● WHAT YOU ARE ASKED TO DO
Answer these from the storm forecast:
(a) Where will the first storm develop, and toward what area will it track?
(b) What forecast confidence does it give?
(c) Which two models' snowfall outputs does it compare?

● TEXT
We’re keeping a close eye on what will likely become a rapidly-strengthening coastal storm the end of this week, which will affect the Northeast and really the entire US East Coast is some way. Now while we know there will be a storm, there is plenty of uncertainty in regards to how exactly this storm will impact the United States. We’re going to break down for you what we know, what is uncertain about the forecast, and our current thoughts about how you may be affected.
What We Know:
- A storm will develop over the Central Plains and will track northeast toward the Great Lakes Wednesday into Thursday. By then, part of the energy associated with this low pressure will move off the Northeast coast and lead to the development of a second storm Thursday afternoon/night.
- This storm has the potential to rapidly intensify with pressures dropping from around 1000 millibars Thursday night to around 970 millibars by Friday night.
- Minor to moderate to even major coastal flooding will impact much of the Northeast and Mid-Atlantic coast during a time or abnormally high tides.
- Elevated surf will affect most of the US East Coast at the end of this week into the weekend.
- Gusty winds are expected of at least 30-40 mph across much of the Northeast with higher gusts at the coast.
- Forecast confidence: low to moderate
- Speed of the storm:
- Will it stall off the coast? Or will it be progressive and head out to sea relatively quick?
- Track of the storm:
- The European model image below shows different scenarios of where this coastal low may be centered on Friday, based on slightly different environmental conditions.
- Strength of the storm:
- We know it will intensify off the coast, but by how much? This will determine how large the onshore waves will be and the specific coastal impacts.
- Precipitation type, which is determined by how cold the air will be and where exactly the coastal low will track.
- This will likely mainly be a rain event for most of the Northeast, as of now, while snow is more of a certainty for portions of western and central New York, Pennsylvania, and northern New England.
- Because we don’t know where exactly it will snow, we virtually have no idea how much will fall. Could there be significant snow of at least half a foot? Yes, but stayed tuned as confidence hopefully increases on Wednesday. Below is a comparison between the snowfall outputs from the American (GFS) model and the European (ECMWF) model. Keep in mind this is NOT an official forecast but is instead used to explain the model uncertainty.
Keep in mind this forecast will likely change, but we want to show you our current thoughts in regards to this storm for the Northeast.

● DATA LISTING
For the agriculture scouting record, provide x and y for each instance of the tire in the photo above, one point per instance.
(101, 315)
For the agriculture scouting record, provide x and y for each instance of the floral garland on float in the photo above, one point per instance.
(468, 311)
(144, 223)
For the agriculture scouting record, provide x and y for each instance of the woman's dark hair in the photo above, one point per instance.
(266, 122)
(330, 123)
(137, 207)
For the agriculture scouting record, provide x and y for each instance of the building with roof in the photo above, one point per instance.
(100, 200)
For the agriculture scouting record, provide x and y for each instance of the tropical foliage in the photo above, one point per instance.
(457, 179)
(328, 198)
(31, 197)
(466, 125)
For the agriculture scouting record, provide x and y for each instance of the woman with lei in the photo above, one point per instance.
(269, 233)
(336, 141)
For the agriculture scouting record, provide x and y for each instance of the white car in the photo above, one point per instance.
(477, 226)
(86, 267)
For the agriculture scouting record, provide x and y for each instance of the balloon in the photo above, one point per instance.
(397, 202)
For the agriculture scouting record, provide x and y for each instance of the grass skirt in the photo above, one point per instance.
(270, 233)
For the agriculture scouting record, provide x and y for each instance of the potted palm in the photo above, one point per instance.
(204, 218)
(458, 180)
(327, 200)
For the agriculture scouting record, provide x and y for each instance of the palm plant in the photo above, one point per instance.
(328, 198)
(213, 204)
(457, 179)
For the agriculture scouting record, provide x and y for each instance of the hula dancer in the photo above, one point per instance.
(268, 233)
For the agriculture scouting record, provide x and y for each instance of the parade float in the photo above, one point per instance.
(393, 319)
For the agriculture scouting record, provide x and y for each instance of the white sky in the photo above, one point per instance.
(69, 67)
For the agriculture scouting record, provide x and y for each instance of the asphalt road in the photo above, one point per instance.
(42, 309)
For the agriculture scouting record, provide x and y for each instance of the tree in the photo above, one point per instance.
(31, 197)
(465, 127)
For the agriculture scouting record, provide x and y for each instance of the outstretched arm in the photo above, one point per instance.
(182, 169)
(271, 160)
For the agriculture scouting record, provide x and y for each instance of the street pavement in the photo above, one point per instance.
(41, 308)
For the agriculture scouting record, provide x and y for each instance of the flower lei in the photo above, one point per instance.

● RESULT
(a) It will develop over the Central Plains and track northeast toward the Great Lakes.
(b) Low to moderate.
(c) The American (GFS) model and the European (ECMWF) model.